## EXERCISE DIRECTIONS:
Turn every line of the items below into a Markdown table with the columns "Row" and "Line", skipping blank lines and leaving out the pictures.

[start of EXTRACTED ENTRIES]

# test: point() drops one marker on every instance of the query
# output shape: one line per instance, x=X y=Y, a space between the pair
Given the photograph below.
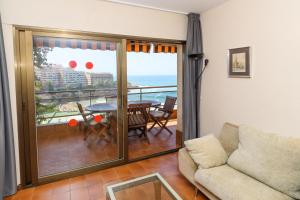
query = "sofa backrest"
x=271 y=158
x=229 y=137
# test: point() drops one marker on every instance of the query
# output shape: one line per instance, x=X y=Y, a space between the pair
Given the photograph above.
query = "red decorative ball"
x=98 y=118
x=89 y=65
x=73 y=122
x=72 y=64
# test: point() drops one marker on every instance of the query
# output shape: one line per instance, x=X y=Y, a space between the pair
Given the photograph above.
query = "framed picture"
x=239 y=62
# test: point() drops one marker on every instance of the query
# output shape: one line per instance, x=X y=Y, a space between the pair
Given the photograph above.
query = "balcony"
x=62 y=148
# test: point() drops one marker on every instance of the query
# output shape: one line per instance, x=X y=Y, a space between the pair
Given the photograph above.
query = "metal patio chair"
x=161 y=116
x=138 y=117
x=91 y=126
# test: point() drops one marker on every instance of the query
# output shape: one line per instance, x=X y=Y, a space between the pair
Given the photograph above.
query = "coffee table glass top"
x=150 y=187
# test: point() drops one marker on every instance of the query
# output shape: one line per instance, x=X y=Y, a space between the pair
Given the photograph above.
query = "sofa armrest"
x=187 y=166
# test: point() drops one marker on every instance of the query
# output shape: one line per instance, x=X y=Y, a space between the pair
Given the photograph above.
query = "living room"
x=232 y=126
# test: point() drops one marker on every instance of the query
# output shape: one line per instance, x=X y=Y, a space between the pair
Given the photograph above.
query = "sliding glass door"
x=80 y=109
x=74 y=97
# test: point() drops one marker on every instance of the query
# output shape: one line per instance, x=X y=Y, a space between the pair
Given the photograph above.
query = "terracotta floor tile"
x=93 y=186
x=80 y=194
x=123 y=171
x=109 y=175
x=62 y=196
x=67 y=150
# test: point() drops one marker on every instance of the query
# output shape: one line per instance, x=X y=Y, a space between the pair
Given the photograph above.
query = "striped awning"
x=39 y=42
x=137 y=46
x=165 y=48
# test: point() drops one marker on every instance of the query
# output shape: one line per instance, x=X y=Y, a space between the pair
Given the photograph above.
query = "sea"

[end of EXTRACTED ENTRIES]

## EXERCISE OUTPUT:
| Row | Line |
|---|---|
| 1 | # test: point() drops one marker on every instance of the query |
| 2 | # output shape: one line per instance, x=X y=Y, a space between the pair |
| 3 | Given the photograph below. |
| 4 | query = "sofa backrest" |
| 5 | x=271 y=158 |
| 6 | x=229 y=137 |
| 7 | # test: point() drops one marker on every instance of the query |
| 8 | # output shape: one line per instance, x=X y=Y, a space between the pair |
| 9 | Given the photograph above. |
| 10 | query = "red decorative ball" |
| 11 | x=98 y=118 |
| 12 | x=89 y=65 |
| 13 | x=73 y=122 |
| 14 | x=72 y=64 |
| 15 | # test: point() drops one marker on every instance of the query |
| 16 | # output shape: one line per instance, x=X y=Y, a space between the pair |
| 17 | Given the photograph above. |
| 18 | query = "framed picture" |
| 19 | x=239 y=62 |
| 20 | # test: point() drops one marker on every instance of the query |
| 21 | # output shape: one line per instance, x=X y=Y, a space between the pair |
| 22 | Given the photograph above. |
| 23 | query = "balcony" |
| 24 | x=62 y=148 |
| 25 | # test: point() drops one marker on every instance of the query |
| 26 | # output shape: one line per instance, x=X y=Y, a space between the pair |
| 27 | Given the photograph above. |
| 28 | query = "metal patio chair" |
| 29 | x=161 y=116 |
| 30 | x=138 y=117 |
| 31 | x=91 y=126 |
| 32 | # test: point() drops one marker on every instance of the query |
| 33 | # output shape: one line per instance, x=X y=Y, a space between the pair |
| 34 | Given the photograph above. |
| 35 | query = "coffee table glass top" |
| 36 | x=150 y=187 |
| 37 | # test: point() drops one marker on every instance of the query |
| 38 | # output shape: one line per instance, x=X y=Y, a space between the pair |
| 39 | Given the photograph above. |
| 40 | query = "sofa armrest" |
| 41 | x=187 y=166 |
| 42 | # test: point() drops one marker on every instance of the query |
| 43 | # output shape: one line per instance, x=X y=Y, a space between the pair |
| 44 | Given the photograph above. |
| 45 | query = "living room" |
| 46 | x=232 y=126 |
| 47 | # test: point() drops one marker on every instance of the query |
| 48 | # output shape: one line per instance, x=X y=Y, a space between the pair |
| 49 | Given the photograph above. |
| 50 | query = "sliding glass door" |
| 51 | x=80 y=109 |
| 52 | x=74 y=97 |
| 53 | # test: point() drops one marker on every instance of the query |
| 54 | # output shape: one line per instance, x=X y=Y, a space between the pair |
| 55 | Given the photograph above. |
| 56 | query = "terracotta floor tile" |
| 57 | x=93 y=186 |
| 58 | x=80 y=194 |
| 59 | x=123 y=171 |
| 60 | x=109 y=175 |
| 61 | x=62 y=196 |
| 62 | x=67 y=150 |
| 63 | # test: point() drops one marker on every instance of the query |
| 64 | # output shape: one line per instance, x=X y=Y, a space between the pair |
| 65 | Given the photograph above. |
| 66 | query = "striped awning" |
| 67 | x=39 y=42 |
| 68 | x=137 y=46 |
| 69 | x=165 y=48 |
| 70 | # test: point() drops one marker on every instance of the query |
| 71 | # output shape: one line per instance, x=X y=Y, a space between the pair |
| 72 | Given the photograph above. |
| 73 | query = "sea" |